(The records):
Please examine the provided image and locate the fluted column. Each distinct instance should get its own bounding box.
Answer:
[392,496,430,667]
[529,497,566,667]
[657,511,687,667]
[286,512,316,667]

(Work to be completed): Reproduce the entries above verbatim, line by line.

(Exercise output):
Please examine the provided image and locate the fluted column. Each distinct instance should get its own bounding box.
Answer:
[392,496,430,667]
[529,497,566,667]
[657,511,687,667]
[286,512,316,667]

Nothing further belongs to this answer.